-- ENTRIES SUPPLIED follows --

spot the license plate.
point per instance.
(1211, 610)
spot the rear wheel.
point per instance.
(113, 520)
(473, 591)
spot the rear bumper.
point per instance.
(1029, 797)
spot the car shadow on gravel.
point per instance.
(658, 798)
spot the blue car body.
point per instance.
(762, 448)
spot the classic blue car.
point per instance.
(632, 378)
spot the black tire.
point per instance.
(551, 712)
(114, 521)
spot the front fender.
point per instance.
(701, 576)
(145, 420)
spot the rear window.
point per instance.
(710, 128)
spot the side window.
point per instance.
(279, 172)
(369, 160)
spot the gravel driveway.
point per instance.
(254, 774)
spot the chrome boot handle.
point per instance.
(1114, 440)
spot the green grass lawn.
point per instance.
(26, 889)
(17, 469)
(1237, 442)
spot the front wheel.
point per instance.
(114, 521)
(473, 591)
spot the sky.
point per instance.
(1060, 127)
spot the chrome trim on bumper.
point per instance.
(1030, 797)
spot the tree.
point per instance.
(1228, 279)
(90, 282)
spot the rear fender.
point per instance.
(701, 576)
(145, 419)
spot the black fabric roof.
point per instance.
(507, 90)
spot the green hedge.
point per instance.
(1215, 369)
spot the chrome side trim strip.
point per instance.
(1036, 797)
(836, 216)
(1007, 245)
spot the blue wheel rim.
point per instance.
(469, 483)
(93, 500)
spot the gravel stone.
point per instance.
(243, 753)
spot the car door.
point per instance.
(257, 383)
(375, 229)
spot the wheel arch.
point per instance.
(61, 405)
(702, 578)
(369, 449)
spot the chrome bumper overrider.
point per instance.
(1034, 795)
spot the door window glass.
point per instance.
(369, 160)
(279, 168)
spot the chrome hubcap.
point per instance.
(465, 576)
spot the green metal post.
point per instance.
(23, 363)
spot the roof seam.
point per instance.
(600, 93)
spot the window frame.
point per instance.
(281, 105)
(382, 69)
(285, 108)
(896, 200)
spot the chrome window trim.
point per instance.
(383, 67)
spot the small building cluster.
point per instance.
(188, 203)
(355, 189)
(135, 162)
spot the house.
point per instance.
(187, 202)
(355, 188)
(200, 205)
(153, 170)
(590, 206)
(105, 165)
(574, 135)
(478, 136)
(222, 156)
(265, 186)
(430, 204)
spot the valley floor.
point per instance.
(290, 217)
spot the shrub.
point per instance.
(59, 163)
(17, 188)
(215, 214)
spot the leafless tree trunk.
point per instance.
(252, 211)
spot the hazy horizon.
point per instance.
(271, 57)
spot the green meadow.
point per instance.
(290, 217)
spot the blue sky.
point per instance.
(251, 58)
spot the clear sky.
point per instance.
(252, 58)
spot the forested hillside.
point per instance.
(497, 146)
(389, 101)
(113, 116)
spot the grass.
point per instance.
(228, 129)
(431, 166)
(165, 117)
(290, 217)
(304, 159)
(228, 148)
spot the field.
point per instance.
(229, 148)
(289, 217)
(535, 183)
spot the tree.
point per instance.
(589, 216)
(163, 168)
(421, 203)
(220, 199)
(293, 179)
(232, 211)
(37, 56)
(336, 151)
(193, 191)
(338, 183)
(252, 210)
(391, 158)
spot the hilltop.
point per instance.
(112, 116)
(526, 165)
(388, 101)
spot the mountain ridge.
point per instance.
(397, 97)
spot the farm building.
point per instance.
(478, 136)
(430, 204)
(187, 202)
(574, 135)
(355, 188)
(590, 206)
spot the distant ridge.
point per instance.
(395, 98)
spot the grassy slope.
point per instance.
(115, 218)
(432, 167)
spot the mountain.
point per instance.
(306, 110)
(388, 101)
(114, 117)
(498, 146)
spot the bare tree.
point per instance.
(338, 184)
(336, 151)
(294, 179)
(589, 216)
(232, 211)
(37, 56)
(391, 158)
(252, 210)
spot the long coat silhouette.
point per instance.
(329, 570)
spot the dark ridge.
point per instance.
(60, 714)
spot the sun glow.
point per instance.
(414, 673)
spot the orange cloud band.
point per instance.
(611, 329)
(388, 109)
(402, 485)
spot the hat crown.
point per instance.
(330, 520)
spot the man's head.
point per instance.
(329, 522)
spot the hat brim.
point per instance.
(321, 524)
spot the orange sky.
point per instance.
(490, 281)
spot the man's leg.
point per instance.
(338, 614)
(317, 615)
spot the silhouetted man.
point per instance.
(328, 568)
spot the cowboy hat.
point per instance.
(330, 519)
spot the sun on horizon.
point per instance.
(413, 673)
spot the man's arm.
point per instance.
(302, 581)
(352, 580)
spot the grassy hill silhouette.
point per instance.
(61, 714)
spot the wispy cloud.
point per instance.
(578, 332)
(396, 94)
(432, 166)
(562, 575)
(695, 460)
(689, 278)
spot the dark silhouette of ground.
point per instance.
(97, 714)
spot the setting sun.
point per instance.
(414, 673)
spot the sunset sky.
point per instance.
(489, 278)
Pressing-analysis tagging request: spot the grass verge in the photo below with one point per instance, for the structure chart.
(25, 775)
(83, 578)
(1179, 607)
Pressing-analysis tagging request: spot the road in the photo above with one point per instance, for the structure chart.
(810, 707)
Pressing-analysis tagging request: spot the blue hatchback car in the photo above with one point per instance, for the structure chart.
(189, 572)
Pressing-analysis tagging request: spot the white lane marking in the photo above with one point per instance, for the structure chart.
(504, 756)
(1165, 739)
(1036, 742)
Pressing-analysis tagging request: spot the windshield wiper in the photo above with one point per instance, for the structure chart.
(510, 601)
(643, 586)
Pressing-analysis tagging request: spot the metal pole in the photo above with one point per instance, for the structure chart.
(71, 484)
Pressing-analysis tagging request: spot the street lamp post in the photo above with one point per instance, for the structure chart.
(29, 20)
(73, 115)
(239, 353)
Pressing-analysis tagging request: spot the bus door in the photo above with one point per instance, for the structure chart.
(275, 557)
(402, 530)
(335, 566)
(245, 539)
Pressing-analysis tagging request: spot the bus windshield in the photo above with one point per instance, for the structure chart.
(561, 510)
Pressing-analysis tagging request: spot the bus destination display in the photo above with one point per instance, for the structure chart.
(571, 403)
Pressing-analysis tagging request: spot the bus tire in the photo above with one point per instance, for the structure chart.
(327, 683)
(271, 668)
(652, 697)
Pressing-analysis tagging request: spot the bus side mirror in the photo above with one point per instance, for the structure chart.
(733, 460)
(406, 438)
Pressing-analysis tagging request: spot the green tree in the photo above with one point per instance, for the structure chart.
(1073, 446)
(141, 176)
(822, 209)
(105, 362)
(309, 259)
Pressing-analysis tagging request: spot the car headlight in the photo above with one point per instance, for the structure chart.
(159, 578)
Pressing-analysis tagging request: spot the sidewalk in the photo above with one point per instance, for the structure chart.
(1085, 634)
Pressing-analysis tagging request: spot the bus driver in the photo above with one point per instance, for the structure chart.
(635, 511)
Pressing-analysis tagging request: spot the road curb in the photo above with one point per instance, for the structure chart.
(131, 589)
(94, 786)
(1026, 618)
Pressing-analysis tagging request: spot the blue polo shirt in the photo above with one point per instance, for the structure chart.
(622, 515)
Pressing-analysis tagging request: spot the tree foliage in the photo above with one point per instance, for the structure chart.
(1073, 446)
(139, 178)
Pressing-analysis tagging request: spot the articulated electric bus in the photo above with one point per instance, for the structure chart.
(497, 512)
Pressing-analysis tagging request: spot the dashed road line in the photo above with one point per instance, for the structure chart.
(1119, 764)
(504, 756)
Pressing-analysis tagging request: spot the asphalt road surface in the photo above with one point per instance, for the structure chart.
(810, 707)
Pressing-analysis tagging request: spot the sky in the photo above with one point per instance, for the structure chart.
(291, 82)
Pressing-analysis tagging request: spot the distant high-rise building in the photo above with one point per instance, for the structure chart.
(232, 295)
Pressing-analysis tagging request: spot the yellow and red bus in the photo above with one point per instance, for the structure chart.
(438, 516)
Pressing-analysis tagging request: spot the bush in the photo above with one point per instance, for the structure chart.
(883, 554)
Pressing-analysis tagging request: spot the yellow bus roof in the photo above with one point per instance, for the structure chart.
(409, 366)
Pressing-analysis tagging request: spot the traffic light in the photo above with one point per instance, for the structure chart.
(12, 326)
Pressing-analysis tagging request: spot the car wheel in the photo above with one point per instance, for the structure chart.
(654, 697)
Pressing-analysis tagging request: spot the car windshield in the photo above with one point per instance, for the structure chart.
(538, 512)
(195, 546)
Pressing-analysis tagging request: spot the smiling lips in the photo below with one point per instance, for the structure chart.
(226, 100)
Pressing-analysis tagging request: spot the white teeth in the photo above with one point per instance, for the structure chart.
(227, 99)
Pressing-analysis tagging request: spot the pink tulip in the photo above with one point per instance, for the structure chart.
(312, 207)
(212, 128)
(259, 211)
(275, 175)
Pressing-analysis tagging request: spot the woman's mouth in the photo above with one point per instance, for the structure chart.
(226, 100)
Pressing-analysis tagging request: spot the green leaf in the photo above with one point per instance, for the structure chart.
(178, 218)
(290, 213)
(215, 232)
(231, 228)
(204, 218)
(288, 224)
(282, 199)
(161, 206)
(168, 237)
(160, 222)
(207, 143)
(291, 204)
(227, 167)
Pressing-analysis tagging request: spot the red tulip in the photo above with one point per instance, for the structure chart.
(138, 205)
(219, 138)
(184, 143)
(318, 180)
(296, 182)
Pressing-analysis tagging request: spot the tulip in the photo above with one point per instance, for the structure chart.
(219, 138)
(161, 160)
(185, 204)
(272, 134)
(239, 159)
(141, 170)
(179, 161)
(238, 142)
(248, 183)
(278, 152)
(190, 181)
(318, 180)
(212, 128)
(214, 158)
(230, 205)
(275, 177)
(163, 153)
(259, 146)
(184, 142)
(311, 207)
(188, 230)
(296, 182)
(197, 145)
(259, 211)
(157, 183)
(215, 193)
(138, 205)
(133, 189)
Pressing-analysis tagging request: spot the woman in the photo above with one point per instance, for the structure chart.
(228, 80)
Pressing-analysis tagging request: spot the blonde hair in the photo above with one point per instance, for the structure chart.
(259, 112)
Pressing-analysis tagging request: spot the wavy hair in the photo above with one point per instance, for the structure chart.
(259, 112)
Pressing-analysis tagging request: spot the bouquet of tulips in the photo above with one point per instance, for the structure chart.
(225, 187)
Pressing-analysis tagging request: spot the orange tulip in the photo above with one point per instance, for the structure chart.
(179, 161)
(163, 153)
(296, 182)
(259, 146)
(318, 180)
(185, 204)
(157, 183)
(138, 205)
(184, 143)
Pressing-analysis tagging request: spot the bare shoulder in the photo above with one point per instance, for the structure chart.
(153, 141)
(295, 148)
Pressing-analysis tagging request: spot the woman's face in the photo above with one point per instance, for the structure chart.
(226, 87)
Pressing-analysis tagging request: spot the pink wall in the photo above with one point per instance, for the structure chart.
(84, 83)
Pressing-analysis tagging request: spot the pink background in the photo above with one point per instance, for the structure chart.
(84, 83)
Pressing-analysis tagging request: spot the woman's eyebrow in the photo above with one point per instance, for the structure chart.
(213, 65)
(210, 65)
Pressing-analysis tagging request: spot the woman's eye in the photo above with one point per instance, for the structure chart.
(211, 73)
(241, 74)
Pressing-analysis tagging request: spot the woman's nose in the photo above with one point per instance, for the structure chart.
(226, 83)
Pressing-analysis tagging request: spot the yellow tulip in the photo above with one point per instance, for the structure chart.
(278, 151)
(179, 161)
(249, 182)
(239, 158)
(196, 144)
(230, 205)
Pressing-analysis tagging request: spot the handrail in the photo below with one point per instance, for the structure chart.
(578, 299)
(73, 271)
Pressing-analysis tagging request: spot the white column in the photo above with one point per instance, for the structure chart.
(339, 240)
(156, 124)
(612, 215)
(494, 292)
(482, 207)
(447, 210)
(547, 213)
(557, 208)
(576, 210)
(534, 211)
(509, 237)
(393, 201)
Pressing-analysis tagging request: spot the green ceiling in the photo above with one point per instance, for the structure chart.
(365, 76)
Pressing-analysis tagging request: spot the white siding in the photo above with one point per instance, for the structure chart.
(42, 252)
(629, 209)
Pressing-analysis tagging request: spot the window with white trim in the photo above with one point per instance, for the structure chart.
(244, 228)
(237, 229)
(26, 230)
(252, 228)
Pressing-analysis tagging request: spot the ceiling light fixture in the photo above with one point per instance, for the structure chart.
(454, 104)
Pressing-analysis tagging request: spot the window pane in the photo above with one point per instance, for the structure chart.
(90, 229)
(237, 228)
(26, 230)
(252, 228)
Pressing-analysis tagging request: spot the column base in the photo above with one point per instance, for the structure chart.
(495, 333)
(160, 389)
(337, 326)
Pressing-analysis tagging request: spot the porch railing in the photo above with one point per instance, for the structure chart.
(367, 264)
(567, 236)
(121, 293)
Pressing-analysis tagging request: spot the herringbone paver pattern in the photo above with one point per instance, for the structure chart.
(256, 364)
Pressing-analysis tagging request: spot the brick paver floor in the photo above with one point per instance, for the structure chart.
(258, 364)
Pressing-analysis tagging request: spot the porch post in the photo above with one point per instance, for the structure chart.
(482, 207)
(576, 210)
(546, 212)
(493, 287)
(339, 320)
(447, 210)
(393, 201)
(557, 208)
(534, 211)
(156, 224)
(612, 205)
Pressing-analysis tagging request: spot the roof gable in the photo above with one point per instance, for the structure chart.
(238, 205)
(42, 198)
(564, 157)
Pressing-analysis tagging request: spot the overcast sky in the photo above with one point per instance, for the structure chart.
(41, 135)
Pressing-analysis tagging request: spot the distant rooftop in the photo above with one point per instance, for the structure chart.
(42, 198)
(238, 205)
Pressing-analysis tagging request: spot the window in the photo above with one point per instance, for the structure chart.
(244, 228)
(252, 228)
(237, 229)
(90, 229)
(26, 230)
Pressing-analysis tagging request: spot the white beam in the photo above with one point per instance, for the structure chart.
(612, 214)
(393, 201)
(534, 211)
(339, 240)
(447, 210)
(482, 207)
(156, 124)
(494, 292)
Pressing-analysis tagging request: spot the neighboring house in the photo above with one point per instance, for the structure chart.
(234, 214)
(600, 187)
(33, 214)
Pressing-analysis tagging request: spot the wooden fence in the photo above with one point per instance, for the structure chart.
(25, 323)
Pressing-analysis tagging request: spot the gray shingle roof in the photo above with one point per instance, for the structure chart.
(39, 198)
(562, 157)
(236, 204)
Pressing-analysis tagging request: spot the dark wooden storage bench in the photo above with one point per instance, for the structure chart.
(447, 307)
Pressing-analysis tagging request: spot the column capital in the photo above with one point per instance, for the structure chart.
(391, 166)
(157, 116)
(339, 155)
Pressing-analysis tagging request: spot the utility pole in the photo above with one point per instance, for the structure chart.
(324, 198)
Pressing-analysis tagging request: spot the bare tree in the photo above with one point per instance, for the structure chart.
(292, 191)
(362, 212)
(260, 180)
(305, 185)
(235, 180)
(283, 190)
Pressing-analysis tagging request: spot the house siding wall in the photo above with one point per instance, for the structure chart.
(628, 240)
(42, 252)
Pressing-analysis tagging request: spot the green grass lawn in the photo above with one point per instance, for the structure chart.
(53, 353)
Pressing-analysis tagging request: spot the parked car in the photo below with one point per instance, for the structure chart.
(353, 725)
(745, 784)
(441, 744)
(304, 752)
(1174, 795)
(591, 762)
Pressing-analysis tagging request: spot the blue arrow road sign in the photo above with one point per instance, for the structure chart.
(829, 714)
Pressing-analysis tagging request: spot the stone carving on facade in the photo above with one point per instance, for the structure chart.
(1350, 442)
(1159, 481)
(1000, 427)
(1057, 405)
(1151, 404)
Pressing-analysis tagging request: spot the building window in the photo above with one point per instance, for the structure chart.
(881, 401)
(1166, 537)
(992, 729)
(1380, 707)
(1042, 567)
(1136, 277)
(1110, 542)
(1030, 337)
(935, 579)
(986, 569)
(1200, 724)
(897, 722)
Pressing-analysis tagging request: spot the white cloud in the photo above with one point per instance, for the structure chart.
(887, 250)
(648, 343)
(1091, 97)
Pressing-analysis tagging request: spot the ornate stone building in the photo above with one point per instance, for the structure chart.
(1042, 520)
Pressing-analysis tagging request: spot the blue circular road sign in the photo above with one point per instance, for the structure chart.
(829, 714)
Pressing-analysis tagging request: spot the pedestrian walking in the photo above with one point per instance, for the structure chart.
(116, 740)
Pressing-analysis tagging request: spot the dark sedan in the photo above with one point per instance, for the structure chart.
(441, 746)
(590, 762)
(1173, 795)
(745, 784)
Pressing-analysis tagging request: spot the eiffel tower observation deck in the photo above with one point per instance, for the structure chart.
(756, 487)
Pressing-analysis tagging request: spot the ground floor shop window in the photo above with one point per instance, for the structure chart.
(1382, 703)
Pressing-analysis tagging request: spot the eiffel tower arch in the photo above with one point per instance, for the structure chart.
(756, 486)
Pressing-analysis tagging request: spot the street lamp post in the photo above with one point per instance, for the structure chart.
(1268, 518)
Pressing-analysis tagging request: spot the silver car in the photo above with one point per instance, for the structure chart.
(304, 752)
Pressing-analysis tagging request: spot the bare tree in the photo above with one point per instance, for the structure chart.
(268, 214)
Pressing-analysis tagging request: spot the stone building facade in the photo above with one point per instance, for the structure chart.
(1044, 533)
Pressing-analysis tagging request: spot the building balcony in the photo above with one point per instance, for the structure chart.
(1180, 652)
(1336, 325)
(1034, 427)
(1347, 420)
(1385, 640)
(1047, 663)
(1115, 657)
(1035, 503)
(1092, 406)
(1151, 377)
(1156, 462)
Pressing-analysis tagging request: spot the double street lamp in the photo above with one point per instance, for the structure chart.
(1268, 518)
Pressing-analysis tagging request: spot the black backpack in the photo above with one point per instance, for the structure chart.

-- ENTRIES SUPPLIED concluded --

▶ _WHAT IS NEEDED_
All lines above between those holding "spot the green hedge." and "spot the wheel arch.", inclusive, must be set down unchanged, and no other line may be included.

▶ _OUTPUT OF THE TASK_
spot the green hedge.
point per instance.
(1215, 369)
spot the chrome side trim strip.
point per instance.
(1036, 797)
(836, 216)
(1007, 245)
spot the blue wheel rim.
point per instance.
(469, 483)
(93, 500)
spot the gravel stone.
point per instance.
(243, 753)
spot the car door.
point per instance.
(257, 383)
(375, 229)
spot the wheel arch.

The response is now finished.